**DOCUMENT TEXT**
----
The CLEAR Act took three tries to get through. It was a good start and
it had some of the desired effects. But it did not have the effect of
jumpstarting the move to natural gas as a major transportation fuel.
The introduction on July 8 of the NAT GAS Act -- Senate Bill 1408 --
will provide the extra push needed to spur greater use of natural gas
and to get more natural gas vehicles on our roads. A companion bill in
the U.S. House of Representatives has nearly 90 co-sponsors representing
both parties.
America is
blessed with natural resources. Many of them have been badly used over
the decades and centuries and are being depleted. An exception to that
is natural gas.
Every study of natural gas reserves indicates we have not just an
abundance, but a super-abundance of natural gas in traditional fields
and in shale deposits under Texas, Arkansas, Louisiana and Appalachia.
----
**RECORDED INFORMATION**
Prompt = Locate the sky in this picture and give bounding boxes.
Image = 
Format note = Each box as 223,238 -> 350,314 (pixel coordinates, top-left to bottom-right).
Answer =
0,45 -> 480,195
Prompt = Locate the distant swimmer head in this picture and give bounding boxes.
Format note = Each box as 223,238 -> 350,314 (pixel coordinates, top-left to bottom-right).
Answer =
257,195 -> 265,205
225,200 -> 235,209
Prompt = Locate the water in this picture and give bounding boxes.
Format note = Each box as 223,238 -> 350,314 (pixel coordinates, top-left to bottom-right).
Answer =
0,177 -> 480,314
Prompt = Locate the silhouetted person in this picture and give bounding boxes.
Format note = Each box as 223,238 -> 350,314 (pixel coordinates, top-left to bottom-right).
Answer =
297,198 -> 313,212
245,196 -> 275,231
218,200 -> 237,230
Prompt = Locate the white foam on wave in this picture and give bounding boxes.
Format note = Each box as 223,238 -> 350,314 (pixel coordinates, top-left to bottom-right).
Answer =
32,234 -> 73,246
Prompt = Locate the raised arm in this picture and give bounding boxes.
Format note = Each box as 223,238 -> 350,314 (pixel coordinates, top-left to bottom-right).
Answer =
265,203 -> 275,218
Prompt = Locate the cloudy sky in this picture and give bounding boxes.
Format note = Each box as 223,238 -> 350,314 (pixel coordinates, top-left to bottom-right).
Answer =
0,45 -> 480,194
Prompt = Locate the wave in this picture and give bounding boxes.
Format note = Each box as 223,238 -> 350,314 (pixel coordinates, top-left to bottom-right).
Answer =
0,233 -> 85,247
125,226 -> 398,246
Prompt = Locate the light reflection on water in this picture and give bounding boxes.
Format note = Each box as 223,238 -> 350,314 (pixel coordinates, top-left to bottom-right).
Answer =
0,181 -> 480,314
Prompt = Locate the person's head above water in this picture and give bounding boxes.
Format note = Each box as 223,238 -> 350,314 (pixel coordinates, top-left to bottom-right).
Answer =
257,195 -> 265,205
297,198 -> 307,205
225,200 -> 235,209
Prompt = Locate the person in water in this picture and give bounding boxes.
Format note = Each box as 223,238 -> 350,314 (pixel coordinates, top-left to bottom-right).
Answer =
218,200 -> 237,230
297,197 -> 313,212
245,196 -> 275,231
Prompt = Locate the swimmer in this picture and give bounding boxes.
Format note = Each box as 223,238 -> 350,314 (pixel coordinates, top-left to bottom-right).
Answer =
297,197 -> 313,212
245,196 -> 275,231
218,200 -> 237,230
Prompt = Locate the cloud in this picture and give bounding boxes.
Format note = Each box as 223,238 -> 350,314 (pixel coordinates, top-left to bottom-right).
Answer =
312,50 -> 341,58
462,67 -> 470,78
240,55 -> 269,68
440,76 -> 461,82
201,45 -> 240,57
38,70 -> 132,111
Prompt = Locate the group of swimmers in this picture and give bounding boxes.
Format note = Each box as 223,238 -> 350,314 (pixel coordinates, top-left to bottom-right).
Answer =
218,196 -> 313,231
----
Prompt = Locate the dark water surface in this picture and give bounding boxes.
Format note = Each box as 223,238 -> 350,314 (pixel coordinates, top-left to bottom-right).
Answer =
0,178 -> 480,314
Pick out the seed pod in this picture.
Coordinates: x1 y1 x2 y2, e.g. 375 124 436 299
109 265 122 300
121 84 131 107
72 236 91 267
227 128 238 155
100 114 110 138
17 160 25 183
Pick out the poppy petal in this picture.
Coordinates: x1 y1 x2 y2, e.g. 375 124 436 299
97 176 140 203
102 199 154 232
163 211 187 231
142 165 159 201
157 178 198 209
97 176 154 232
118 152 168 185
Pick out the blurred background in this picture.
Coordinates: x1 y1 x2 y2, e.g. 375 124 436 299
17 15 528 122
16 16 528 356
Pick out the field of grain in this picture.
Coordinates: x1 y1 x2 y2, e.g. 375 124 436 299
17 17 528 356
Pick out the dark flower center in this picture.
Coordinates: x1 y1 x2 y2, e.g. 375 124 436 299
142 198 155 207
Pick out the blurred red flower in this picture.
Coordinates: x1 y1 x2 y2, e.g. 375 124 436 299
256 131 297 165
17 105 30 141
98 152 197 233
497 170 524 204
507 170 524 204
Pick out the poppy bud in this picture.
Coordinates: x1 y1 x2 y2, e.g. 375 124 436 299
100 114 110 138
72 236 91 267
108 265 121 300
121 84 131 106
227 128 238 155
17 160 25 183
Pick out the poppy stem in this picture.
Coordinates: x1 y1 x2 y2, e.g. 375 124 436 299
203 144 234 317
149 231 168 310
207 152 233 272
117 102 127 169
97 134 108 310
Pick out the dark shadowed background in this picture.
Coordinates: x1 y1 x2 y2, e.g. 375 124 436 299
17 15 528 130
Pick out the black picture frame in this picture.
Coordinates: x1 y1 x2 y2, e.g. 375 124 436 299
----
**WHAT TO PRODUCE**
Edit the natural gas passage: copy it out starting at the words "The CLEAR Act" and stopping after "both parties.", with "jumpstarting" changed to "kick-starting".

**FULL SOLUTION**
The CLEAR Act took three tries to get through. It was a good start and
it had some of the desired effects. But it did not have the effect of
kick-starting the move to natural gas as a major transportation fuel.
The introduction on July 8 of the NAT GAS Act -- Senate Bill 1408 --
will provide the extra push needed to spur greater use of natural gas
and to get more natural gas vehicles on our roads. A companion bill in
the U.S. House of Representatives has nearly 90 co-sponsors representing
both parties.